Data under study:
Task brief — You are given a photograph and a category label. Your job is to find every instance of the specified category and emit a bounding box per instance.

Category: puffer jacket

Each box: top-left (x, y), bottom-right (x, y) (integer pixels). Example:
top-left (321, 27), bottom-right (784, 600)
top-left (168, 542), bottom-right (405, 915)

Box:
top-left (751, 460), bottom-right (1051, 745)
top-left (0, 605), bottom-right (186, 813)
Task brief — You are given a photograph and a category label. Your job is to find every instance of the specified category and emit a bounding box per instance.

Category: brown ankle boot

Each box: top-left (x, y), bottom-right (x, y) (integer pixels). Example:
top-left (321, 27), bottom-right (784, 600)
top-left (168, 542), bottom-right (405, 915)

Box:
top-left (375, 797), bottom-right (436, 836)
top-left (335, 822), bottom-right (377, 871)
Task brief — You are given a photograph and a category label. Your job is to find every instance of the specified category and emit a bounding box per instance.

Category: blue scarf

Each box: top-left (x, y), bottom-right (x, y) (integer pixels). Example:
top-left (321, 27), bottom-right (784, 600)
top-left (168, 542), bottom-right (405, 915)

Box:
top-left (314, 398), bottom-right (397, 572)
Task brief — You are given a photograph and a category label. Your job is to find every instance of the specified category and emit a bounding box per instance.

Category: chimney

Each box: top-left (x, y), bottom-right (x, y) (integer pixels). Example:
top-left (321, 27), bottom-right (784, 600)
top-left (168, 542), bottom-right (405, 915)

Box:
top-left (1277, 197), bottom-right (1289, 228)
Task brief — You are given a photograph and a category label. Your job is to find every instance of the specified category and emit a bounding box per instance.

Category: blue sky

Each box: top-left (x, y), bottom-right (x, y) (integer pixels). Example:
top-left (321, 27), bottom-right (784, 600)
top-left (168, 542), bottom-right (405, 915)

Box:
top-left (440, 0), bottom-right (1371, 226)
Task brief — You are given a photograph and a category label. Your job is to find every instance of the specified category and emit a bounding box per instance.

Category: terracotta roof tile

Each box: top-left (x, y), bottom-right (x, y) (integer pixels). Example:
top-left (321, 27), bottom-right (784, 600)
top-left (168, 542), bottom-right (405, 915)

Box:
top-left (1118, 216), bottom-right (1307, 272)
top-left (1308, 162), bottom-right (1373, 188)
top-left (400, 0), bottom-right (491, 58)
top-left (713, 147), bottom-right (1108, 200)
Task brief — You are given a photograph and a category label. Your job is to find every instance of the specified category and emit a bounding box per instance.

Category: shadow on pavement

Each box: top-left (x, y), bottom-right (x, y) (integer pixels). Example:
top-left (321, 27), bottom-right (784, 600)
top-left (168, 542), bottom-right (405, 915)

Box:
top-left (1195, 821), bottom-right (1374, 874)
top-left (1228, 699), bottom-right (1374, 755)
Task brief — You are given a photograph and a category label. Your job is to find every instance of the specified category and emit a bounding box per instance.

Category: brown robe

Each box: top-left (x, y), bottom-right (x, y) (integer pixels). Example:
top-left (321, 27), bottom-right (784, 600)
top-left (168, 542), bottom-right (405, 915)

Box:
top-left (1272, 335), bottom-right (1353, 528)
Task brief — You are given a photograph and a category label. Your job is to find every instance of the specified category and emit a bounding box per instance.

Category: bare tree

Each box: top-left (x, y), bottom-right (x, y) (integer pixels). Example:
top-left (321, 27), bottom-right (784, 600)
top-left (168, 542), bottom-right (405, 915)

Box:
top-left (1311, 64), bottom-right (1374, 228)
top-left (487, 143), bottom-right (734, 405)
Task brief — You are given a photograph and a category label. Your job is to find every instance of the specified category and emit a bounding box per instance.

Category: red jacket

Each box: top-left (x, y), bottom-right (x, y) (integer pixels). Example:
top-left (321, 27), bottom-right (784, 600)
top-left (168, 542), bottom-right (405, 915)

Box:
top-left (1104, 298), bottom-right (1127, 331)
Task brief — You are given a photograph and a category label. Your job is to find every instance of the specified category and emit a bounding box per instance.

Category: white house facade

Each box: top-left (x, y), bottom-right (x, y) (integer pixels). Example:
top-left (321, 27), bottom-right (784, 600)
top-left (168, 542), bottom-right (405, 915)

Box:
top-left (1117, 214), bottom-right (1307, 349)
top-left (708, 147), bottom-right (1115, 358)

Work request: Determine which lines above include the word "brown", and report those lines in full.

Response area:
Category: brown ankle boot
Category: brown robe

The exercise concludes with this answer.